ACTIVITY: The entries are to be repeated exactly, with all pictures omitted.

(Records from a data source)
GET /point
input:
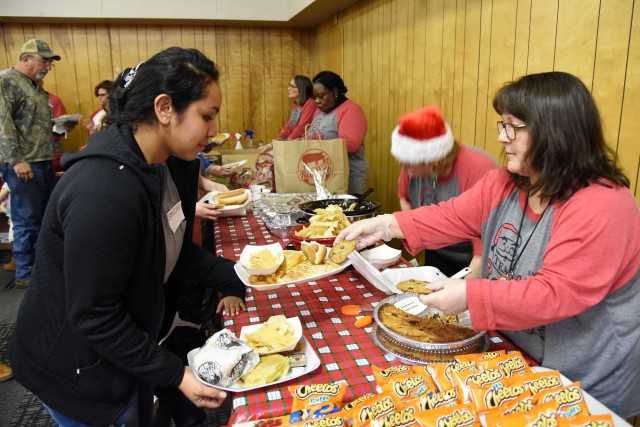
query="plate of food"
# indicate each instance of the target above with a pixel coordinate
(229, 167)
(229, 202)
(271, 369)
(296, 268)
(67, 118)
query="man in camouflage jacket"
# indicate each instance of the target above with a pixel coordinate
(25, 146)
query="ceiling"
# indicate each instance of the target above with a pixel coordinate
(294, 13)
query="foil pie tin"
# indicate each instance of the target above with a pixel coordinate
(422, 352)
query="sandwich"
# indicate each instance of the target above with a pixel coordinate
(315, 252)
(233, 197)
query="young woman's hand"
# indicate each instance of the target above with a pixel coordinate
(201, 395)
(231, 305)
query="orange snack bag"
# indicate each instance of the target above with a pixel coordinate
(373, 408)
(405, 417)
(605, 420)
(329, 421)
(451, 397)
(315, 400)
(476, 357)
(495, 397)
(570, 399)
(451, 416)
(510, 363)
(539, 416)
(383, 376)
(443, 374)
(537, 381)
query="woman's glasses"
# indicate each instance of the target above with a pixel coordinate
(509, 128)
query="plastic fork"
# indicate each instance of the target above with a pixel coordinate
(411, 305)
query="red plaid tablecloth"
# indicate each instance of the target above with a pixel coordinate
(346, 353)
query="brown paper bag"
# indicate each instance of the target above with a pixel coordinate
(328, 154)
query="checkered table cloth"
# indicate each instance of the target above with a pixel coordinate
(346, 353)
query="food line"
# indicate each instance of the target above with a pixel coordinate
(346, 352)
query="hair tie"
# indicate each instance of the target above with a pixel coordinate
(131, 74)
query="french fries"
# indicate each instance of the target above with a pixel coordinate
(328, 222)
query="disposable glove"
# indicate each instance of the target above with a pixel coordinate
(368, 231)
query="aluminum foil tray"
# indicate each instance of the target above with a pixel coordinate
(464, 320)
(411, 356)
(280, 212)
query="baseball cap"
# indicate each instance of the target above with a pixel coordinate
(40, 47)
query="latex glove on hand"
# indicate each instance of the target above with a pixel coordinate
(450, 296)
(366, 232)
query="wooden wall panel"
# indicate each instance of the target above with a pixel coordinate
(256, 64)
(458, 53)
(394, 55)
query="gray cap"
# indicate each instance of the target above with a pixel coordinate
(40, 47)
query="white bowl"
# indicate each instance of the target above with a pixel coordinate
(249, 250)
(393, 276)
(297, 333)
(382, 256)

RESULT OF THIS TASK:
GET /point
input:
query="plate of food"
# indicate each instance of the target above with a pixel coordinate
(229, 167)
(229, 202)
(271, 369)
(296, 268)
(67, 118)
query="man in camouflage jacket"
# indicate each instance of the target above with a pixel coordinate
(25, 146)
query="ceiling"
# indicate each instance of the target above with a pixel coordinate
(294, 13)
query="foil pie tin"
# indicate each instance of the target above with a pixel coordinate
(422, 352)
query="sandwich"
# indicate each instance of the target above with a pixel coordinate
(315, 252)
(233, 197)
query="young woman's hand"
# indicate each instance of the target above with a pixel coordinate
(201, 395)
(231, 305)
query="orange snack bag"
# indicate each instance of the target above with a pixel coordinate
(373, 408)
(405, 417)
(605, 420)
(329, 421)
(451, 397)
(315, 400)
(476, 357)
(495, 397)
(570, 399)
(451, 416)
(510, 363)
(539, 416)
(383, 376)
(443, 374)
(537, 381)
query="woman's glasses"
# indicate each instance of the target above with a pixel coordinate
(509, 128)
query="plastic fork"
# indicate each instance of the target above with a pixel coordinate
(411, 305)
query="red plaid tablecloth"
# indicate each instance of the target above with a pixel coordinate
(346, 353)
query="brown paper bag"
# indicate each instance of the target above with a pixel coordinate
(328, 154)
query="checkered table cloth"
# indicate each instance of the target above with a pixel coordinate
(346, 353)
query="food line"
# indicate each instance of the target above with a pixel coordinate
(346, 352)
query="hair tie"
# indicate each instance of the target above with a pixel coordinate
(131, 74)
query="french fries"
# indicate each instance of the target above with a pixel coordinate
(328, 222)
query="disposable glove"
# indicate each instance of the target above with a pixel coordinate
(368, 231)
query="aluminum foil tray"
# indicate each instance of the target above with a pixel coordinate
(464, 320)
(411, 356)
(280, 212)
query="baseball cap"
# indicate each instance of the target above with a pixel coordinate
(40, 47)
query="latex glove on hand"
# indicate each instance of the target above with a pixel coordinate
(450, 296)
(366, 232)
query="wooden wall panel"
# indicate each instance of the target above with a pixel coordinate
(256, 64)
(458, 53)
(394, 55)
query="gray cap"
# indicate each instance of the target above with a pixel coordinate
(40, 47)
query="white bowl"
# indicate each instance of the target above with a pixel coordinate
(249, 250)
(393, 276)
(297, 333)
(382, 256)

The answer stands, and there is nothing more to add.